Text section -
━━━━━━━━━━━━━━━━━━━━

Saturday, February 5, 2011

Recessional

My friend Malcolm has written a song that so perfectly distills sorrow, regret, disillusionment, and resolution into two simple verses, I am, simply, blown away. It's still a work in progress, and not fully fleshed out by any means, but I can hear its potential, and I have this driving hunger to work on it, myself.

Mal's voice soars over the accompaniment, a lone bird flying above the clouds beneath, high and beautiful, disappearing into the eye of the sun.

It hurts to look, but the song will not allow me to turn away.

I have a great need to study this one, take it deep within, and work with it.

He has used a chord organ for the accompaniment, but I am hearing it in my mind's ear with a more full-bodied accordion sound, the chords mounting and ebbing like an ocean tide.

━━━━━━━━━━━━━━━━━━━━

Material shown -
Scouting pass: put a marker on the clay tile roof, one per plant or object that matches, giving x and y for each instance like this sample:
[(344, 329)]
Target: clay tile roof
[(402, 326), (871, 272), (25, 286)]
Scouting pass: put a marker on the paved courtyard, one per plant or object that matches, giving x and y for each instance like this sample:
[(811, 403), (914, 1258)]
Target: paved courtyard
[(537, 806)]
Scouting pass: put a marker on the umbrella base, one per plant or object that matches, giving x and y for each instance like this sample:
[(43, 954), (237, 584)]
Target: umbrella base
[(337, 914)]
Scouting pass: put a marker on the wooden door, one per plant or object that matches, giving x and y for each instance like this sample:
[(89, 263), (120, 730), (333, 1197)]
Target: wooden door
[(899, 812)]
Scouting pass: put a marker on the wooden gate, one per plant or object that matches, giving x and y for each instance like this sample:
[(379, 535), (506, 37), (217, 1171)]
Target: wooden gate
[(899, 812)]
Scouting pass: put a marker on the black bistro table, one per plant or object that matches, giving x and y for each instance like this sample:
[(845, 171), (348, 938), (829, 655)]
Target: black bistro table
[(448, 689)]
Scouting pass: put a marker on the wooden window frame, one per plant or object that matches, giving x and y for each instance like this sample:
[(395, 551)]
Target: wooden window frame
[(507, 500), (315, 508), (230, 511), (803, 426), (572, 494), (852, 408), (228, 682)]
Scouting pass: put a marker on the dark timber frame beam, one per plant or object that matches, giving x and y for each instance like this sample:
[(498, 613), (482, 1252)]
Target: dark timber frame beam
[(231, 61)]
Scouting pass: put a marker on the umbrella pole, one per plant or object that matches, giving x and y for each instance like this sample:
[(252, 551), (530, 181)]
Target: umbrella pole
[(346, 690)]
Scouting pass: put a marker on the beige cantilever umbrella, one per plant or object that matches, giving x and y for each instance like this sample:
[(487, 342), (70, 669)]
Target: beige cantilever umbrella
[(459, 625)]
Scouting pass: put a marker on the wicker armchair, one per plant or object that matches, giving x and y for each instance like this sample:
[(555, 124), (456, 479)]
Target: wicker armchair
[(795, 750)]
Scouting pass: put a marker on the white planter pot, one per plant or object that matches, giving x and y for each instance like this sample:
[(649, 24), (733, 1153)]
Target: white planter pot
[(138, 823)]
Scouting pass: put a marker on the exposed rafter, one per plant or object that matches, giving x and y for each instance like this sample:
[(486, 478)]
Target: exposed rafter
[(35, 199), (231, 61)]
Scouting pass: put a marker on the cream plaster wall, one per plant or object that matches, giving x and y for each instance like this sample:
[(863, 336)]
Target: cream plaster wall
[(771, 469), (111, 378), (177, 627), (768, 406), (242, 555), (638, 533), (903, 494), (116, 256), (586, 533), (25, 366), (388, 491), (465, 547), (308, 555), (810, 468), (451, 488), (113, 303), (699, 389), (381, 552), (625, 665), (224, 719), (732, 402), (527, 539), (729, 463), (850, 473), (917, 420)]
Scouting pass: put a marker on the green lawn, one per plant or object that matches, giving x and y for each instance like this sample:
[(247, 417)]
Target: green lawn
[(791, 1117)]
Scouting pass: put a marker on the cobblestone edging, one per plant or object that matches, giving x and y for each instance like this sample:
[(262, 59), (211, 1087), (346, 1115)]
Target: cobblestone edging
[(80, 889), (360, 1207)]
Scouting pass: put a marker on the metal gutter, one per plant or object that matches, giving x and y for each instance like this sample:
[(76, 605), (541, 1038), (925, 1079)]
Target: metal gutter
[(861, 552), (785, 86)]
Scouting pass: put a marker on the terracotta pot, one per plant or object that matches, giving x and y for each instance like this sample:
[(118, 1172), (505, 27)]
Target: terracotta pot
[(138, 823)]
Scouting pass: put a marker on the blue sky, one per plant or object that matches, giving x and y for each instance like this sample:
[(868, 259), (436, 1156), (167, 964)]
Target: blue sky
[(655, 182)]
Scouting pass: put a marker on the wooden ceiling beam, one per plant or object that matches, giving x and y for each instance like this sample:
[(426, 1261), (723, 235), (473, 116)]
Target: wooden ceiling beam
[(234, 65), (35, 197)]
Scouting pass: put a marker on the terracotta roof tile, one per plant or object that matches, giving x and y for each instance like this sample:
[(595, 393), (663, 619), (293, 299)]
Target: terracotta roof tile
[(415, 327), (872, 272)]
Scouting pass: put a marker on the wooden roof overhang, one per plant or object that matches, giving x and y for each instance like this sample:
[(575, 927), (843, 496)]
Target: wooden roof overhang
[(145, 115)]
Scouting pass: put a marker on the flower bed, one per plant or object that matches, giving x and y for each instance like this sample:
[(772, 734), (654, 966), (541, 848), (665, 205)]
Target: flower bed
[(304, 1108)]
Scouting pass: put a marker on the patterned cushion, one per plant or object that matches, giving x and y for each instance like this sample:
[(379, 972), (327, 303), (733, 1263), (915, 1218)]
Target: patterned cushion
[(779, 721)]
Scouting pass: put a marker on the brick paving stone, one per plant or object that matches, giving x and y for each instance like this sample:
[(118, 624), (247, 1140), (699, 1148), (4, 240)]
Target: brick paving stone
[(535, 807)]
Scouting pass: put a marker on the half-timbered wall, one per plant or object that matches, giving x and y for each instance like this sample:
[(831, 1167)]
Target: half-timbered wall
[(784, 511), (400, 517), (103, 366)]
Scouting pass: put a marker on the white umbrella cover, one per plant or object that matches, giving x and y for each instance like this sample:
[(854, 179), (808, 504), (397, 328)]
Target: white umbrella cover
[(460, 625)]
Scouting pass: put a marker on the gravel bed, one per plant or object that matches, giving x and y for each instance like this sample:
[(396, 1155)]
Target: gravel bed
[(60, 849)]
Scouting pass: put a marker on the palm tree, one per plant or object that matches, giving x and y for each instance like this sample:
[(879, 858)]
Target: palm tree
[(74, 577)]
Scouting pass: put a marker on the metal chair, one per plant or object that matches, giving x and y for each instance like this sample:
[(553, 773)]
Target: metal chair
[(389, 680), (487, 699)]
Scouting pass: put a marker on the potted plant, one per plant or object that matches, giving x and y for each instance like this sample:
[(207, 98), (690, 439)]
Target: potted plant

━━━━━━━━━━━━━━━━━━━━

What is asked -
- a) In the blog post about Malcolm's song, what instrument did he use for the accompaniment?
- b) Write the next part of the blog post about Malcolm's song, starting right after its final sentence.

Answers to the tasks -
- a) A chord organ.

- b)
I have an accordion, and I have the chord progression and the lyrics. This may be one of the hardest things I've ever done in my life, musically speaking, but I have this burning desire to at least attempt to achieve the impossible: to help that which is already perfect surpass its own perfection.

I have not played the accordion in years, and I wasn't very good at it when I did play. It was just another musical toy that captured my fancy for a time, but I lost patience with it when I hit the learning curve. How I despise learning curves! They stand in the way of my doing immediately whatever impossible thing I'm envisioning.

I don't care if I never play anything else on my accordion, but now, next time anyone asks why I bought the darn thing in the first place, I can give a good answer.

"Well," I would say, "I didn't know at the time, but I bought it so I could play my friend's song."

Yup. That's why. I'm convinced.

Off to practice for a bit, because the learning curve is still there, despite my dreams and visions...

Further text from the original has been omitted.